Instructions for the task — Render every line of the records below as a numbered list, skipping any blank lines, and leave the pictures out of your answer.
-- start The input --
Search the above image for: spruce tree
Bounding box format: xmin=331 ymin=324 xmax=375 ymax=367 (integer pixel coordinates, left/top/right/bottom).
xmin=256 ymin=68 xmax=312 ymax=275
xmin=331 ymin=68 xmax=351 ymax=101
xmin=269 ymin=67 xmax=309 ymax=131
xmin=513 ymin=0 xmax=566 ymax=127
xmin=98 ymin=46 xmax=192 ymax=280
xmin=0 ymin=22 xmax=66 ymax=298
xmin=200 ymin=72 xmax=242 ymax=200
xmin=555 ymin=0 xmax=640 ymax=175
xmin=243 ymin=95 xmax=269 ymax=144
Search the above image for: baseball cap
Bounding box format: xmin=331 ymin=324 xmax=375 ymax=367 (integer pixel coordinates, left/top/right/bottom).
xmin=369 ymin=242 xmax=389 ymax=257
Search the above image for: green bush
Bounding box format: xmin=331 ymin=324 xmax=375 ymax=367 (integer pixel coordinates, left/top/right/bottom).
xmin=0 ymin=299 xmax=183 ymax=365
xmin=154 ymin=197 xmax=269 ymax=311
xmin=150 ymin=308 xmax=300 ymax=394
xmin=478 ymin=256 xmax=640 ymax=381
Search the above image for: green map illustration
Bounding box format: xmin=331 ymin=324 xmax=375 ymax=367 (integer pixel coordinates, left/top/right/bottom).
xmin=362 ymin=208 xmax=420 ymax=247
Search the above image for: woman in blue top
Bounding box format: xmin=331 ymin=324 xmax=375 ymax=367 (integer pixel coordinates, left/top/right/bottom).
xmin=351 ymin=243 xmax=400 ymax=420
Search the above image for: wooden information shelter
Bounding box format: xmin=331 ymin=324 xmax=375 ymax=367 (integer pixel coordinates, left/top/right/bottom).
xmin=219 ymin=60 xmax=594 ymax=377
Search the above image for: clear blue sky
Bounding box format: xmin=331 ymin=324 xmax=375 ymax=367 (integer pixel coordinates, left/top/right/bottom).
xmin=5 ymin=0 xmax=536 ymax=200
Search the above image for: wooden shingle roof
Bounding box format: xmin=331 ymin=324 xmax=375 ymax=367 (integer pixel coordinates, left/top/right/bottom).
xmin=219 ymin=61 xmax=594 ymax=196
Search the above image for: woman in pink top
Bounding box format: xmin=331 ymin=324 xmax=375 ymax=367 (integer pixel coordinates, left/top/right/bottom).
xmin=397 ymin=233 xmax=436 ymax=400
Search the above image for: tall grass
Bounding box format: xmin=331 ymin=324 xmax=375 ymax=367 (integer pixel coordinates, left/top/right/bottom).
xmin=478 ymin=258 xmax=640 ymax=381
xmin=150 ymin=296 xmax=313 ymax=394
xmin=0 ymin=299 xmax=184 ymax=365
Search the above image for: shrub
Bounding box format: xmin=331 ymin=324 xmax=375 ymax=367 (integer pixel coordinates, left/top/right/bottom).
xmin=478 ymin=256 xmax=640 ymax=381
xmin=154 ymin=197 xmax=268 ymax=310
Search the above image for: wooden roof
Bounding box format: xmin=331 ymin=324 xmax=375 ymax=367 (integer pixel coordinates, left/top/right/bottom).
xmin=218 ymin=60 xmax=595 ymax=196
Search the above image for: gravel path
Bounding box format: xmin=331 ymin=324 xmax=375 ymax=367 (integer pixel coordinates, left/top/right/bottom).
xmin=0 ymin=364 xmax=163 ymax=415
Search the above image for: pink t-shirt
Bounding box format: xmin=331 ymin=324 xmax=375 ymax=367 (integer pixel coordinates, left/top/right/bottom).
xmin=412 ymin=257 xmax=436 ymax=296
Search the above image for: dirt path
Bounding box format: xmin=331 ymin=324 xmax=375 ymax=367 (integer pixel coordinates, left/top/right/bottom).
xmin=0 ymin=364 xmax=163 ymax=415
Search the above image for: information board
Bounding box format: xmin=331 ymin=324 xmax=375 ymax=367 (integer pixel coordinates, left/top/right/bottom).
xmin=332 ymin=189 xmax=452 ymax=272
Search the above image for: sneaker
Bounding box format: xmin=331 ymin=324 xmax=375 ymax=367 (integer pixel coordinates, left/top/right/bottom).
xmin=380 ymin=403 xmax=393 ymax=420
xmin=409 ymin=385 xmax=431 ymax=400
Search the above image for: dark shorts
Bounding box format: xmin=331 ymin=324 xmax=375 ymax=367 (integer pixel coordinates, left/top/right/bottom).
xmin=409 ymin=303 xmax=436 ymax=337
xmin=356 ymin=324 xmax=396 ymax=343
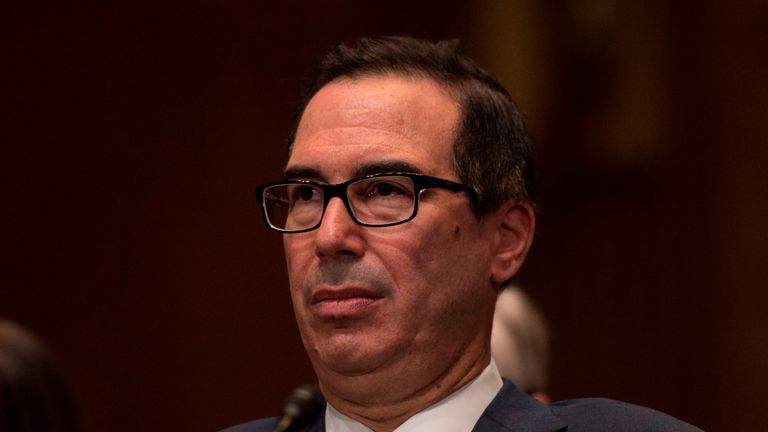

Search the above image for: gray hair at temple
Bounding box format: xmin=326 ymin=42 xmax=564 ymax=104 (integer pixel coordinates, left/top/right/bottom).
xmin=491 ymin=286 xmax=549 ymax=395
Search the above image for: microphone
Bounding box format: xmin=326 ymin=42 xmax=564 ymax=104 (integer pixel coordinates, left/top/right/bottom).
xmin=274 ymin=385 xmax=325 ymax=432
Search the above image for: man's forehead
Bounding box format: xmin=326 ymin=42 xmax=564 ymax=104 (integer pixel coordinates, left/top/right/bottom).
xmin=286 ymin=75 xmax=459 ymax=178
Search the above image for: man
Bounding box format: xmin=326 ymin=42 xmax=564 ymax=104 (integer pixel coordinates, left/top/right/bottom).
xmin=232 ymin=37 xmax=695 ymax=432
xmin=491 ymin=285 xmax=550 ymax=403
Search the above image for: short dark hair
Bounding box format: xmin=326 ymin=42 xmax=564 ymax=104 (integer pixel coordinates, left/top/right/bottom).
xmin=288 ymin=36 xmax=535 ymax=218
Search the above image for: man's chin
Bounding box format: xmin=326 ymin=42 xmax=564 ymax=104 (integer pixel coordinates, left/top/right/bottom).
xmin=313 ymin=343 xmax=385 ymax=377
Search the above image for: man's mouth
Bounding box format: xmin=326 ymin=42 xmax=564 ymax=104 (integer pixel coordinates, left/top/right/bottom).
xmin=309 ymin=288 xmax=384 ymax=318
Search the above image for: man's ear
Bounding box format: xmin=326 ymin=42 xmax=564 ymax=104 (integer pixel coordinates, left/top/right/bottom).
xmin=491 ymin=201 xmax=536 ymax=284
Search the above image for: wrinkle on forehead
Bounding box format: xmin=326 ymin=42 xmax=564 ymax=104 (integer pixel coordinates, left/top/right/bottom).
xmin=296 ymin=75 xmax=459 ymax=144
xmin=286 ymin=75 xmax=459 ymax=181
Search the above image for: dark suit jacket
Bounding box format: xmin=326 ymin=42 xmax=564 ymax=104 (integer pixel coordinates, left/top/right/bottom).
xmin=224 ymin=381 xmax=700 ymax=432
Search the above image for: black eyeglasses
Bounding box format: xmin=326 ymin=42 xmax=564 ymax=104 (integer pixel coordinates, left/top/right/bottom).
xmin=256 ymin=173 xmax=477 ymax=233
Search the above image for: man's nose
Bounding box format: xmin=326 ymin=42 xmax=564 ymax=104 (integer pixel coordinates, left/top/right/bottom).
-- end The input --
Answer below —
1. Search the above image for: spruce tree
2. Bounding box format: xmin=331 ymin=324 xmax=375 ymax=367 (integer pixel coordinates, left/top/right/bottom).
3. xmin=256 ymin=68 xmax=312 ymax=275
4. xmin=331 ymin=68 xmax=351 ymax=101
5. xmin=269 ymin=67 xmax=309 ymax=131
6. xmin=513 ymin=0 xmax=566 ymax=127
7. xmin=98 ymin=46 xmax=192 ymax=280
8. xmin=0 ymin=22 xmax=66 ymax=298
9. xmin=200 ymin=72 xmax=242 ymax=200
10. xmin=555 ymin=0 xmax=640 ymax=175
11. xmin=243 ymin=95 xmax=269 ymax=144
12. Search the above image for: baseball cap
13. Bounding box format: xmin=331 ymin=324 xmax=375 ymax=367 (integer pixel coordinates, left/top/right/bottom).
14. xmin=369 ymin=242 xmax=389 ymax=257
15. Search the above image for: green bush
16. Bounding box format: xmin=331 ymin=324 xmax=375 ymax=367 (integer pixel coordinates, left/top/right/bottom).
17. xmin=0 ymin=299 xmax=183 ymax=365
18. xmin=154 ymin=197 xmax=269 ymax=311
19. xmin=150 ymin=308 xmax=300 ymax=394
20. xmin=478 ymin=256 xmax=640 ymax=381
21. Search the above image for: green map illustration
22. Bounding box format: xmin=331 ymin=324 xmax=375 ymax=367 (integer pixel coordinates, left/top/right/bottom).
23. xmin=362 ymin=208 xmax=420 ymax=247
24. Search the above image for: woman in blue top
25. Bounding box format: xmin=331 ymin=324 xmax=375 ymax=367 (integer pixel coordinates, left/top/right/bottom).
26. xmin=351 ymin=243 xmax=400 ymax=420
27. Search the above image for: wooden information shelter
28. Bounding box format: xmin=331 ymin=324 xmax=375 ymax=367 (integer pixel coordinates, left/top/right/bottom).
29. xmin=219 ymin=60 xmax=594 ymax=377
30. Search the above image for: clear blue sky
31. Bounding box format: xmin=331 ymin=324 xmax=375 ymax=367 (integer pixel coordinates, left/top/right/bottom).
32. xmin=5 ymin=0 xmax=536 ymax=200
33. Search the above image for: wooden shingle roof
34. Bounding box format: xmin=331 ymin=324 xmax=375 ymax=367 (integer pixel coordinates, left/top/right/bottom).
35. xmin=219 ymin=61 xmax=594 ymax=196
36. Search the above image for: woman in pink top
37. Bounding box format: xmin=331 ymin=324 xmax=375 ymax=367 (integer pixel coordinates, left/top/right/bottom).
38. xmin=397 ymin=233 xmax=436 ymax=400
39. Search the above image for: tall grass
40. Bounding box format: xmin=331 ymin=324 xmax=375 ymax=367 (integer pixel coordinates, left/top/right/bottom).
41. xmin=478 ymin=258 xmax=640 ymax=381
42. xmin=150 ymin=296 xmax=313 ymax=394
43. xmin=0 ymin=299 xmax=184 ymax=365
44. Search the above image for: shrub
45. Bounding box format: xmin=331 ymin=324 xmax=375 ymax=367 (integer pixel coordinates, left/top/right/bottom).
46. xmin=478 ymin=256 xmax=640 ymax=381
47. xmin=154 ymin=197 xmax=268 ymax=310
48. Search the above image for: wooden roof
49. Bounding box format: xmin=331 ymin=324 xmax=375 ymax=367 (integer pixel coordinates, left/top/right/bottom).
50. xmin=218 ymin=60 xmax=595 ymax=196
51. Search the above image for: gravel path
52. Bounding box format: xmin=331 ymin=324 xmax=375 ymax=367 (integer pixel coordinates, left/top/right/bottom).
53. xmin=0 ymin=364 xmax=163 ymax=415
54. Search the above image for: pink t-shirt
55. Bounding box format: xmin=331 ymin=324 xmax=375 ymax=367 (integer pixel coordinates, left/top/right/bottom).
56. xmin=412 ymin=257 xmax=436 ymax=296
57. Search the above image for: dirt path
58. Bounding box format: xmin=331 ymin=324 xmax=375 ymax=367 (integer pixel coordinates, left/top/right/bottom).
59. xmin=0 ymin=364 xmax=163 ymax=415
60. Search the above image for: information board
61. Bounding box format: xmin=331 ymin=324 xmax=375 ymax=367 (integer pixel coordinates, left/top/right/bottom).
62. xmin=332 ymin=189 xmax=452 ymax=272
63. Search the above image for: sneaker
64. Bounding box format: xmin=331 ymin=324 xmax=375 ymax=367 (integer pixel coordinates, left/top/right/bottom).
65. xmin=380 ymin=403 xmax=393 ymax=420
66. xmin=409 ymin=385 xmax=431 ymax=400
67. Search the above image for: dark shorts
68. Bounding box format: xmin=331 ymin=324 xmax=375 ymax=367 (integer pixel coordinates, left/top/right/bottom).
69. xmin=409 ymin=303 xmax=436 ymax=337
70. xmin=356 ymin=324 xmax=396 ymax=343
71. Search the above image for: gray hair at temple
72. Bounding box format: xmin=326 ymin=42 xmax=564 ymax=104 (integer pixel coordinates, left/top/right/bottom).
73. xmin=491 ymin=286 xmax=549 ymax=395
74. Search the above image for: microphone
75. Bounding box format: xmin=326 ymin=42 xmax=564 ymax=104 (integer pixel coordinates, left/top/right/bottom).
76. xmin=274 ymin=385 xmax=325 ymax=432
77. Search the above image for: man's forehead
78. Bounding box format: xmin=326 ymin=42 xmax=564 ymax=104 (integer pixel coordinates, left/top/right/bottom).
79. xmin=286 ymin=75 xmax=459 ymax=178
80. Search the above image for: man
81. Bounding box format: xmin=326 ymin=42 xmax=564 ymax=104 (integer pixel coordinates, left/top/right/bottom).
82. xmin=232 ymin=37 xmax=695 ymax=432
83. xmin=491 ymin=285 xmax=550 ymax=403
84. Search the above image for: short dark hair
85. Bounding box format: xmin=326 ymin=42 xmax=564 ymax=104 (integer pixel coordinates, left/top/right/bottom).
86. xmin=288 ymin=36 xmax=535 ymax=218
87. Search the above image for: man's chin
88. Bounding box format: xmin=326 ymin=42 xmax=564 ymax=104 (integer pixel coordinates, left/top/right/bottom).
89. xmin=313 ymin=343 xmax=385 ymax=377
90. Search the above image for: man's mouth
91. Bounding box format: xmin=326 ymin=42 xmax=564 ymax=104 (integer pixel coordinates, left/top/right/bottom).
92. xmin=309 ymin=288 xmax=384 ymax=318
93. Search the above image for: man's ear
94. Bounding box format: xmin=326 ymin=42 xmax=564 ymax=104 (integer pixel coordinates, left/top/right/bottom).
95. xmin=491 ymin=201 xmax=536 ymax=284
96. Search the above image for: wrinkle on forehead
97. Bounding box format: xmin=326 ymin=42 xmax=564 ymax=104 (integer pixel coordinates, left/top/right/bottom).
98. xmin=296 ymin=75 xmax=459 ymax=144
99. xmin=286 ymin=75 xmax=459 ymax=181
100. Search the above image for: dark suit jacket
101. Bounding box format: xmin=326 ymin=42 xmax=564 ymax=104 (integer pixel coordinates, left/top/right/bottom).
102. xmin=224 ymin=381 xmax=700 ymax=432
103. Search the above image for: black eyeglasses
104. Bounding box format: xmin=326 ymin=42 xmax=564 ymax=104 (integer pixel coordinates, left/top/right/bottom).
105. xmin=256 ymin=173 xmax=477 ymax=233
106. Search the above image for: man's nose
107. Bounding box format: xmin=326 ymin=42 xmax=564 ymax=104 (integer pixel coordinates, left/top/right/bottom).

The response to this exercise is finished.